### WHAT YOU ARE ASKED TO DO:
Copy out the text about the 1985 NCAA Division I softball tournament, word for word and in full.

### EXCERPTED TEXT:
1985 NCAA Division I softball tournament
- Teams: 16
- Finals site: Seymour Smith Park; Omaha, NE;
- Champions: UCLA (3rd NCAA (4th overall) WCWS title)
- Runner-up: Nebraska (3rd WCWS Appearance)
- Winning coach: Sharron Backus (3rd NCAA (4th overall) WCWS title)

= 1985 NCAA Division I softball tournament =

The 1985 NCAA Division I softball tournament was the fourth annual tournament to determine the national champion of NCAA women's collegiate softball. Held during May 1985, sixteen Division I college softball teams contested the championship. The tournament featured eight regionals of two teams with the winner of each region (a total of 8 teams) advancing to the 1985 Women's College World Series at Seymour Smith Park in Omaha, Nebraska. The event held from May 22 through May 26 marked the conclusion of the 1985 NCAA Division I softball season. UCLA won the championship by defeating Nebraska 2–1 in the final game. Nebraska's appearance was later vacated due to NCAA infractions.

### RECORD EXTRACTS:
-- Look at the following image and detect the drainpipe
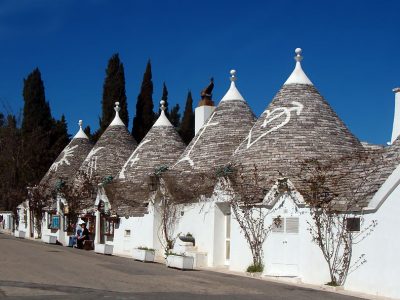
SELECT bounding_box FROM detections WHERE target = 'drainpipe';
[390,87,400,144]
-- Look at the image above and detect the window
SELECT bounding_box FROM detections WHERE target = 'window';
[286,218,299,233]
[346,218,360,231]
[271,217,284,233]
[271,217,299,233]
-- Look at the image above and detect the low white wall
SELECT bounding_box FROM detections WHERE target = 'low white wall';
[345,186,400,298]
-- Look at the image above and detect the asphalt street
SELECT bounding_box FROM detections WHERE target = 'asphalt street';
[0,234,358,300]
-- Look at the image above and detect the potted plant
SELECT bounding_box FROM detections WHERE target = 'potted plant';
[246,263,264,278]
[166,252,194,270]
[132,246,156,262]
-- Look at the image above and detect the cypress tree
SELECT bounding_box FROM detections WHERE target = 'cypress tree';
[49,115,70,157]
[169,104,181,128]
[132,60,155,143]
[179,91,194,145]
[22,68,53,134]
[158,82,169,117]
[18,68,69,186]
[95,53,129,137]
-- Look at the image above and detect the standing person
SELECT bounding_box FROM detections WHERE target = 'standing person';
[76,223,89,249]
[68,224,82,247]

### WRITTEN RESPONSE:
1985 NCAA Division I softball tournament
- Teams: 16
- Finals site: Seymour Smith Park; Omaha, NE;
- Champions: UCLA (3rd NCAA (4th overall) WCWS title)
- Runner-up: Nebraska (3rd WCWS Appearance)
- Winning coach: Sharron Backus (3rd NCAA (4th overall) WCWS title)

= 1985 NCAA Division I softball tournament =

The 1985 NCAA Division I softball tournament was the fourth annual tournament to determine the national champion of NCAA women's collegiate softball. Held during May 1985, sixteen Division I college softball teams contested the championship. The tournament featured eight regionals of two teams with the winner of each region (a total of 8 teams) advancing to the 1985 Women's College World Series at Seymour Smith Park in Omaha, Nebraska. The event held from May 22 through May 26 marked the conclusion of the 1985 NCAA Division I softball season. UCLA won the championship by defeating Nebraska 2–1 in the final game. Nebraska's appearance was later vacated due to NCAA infractions.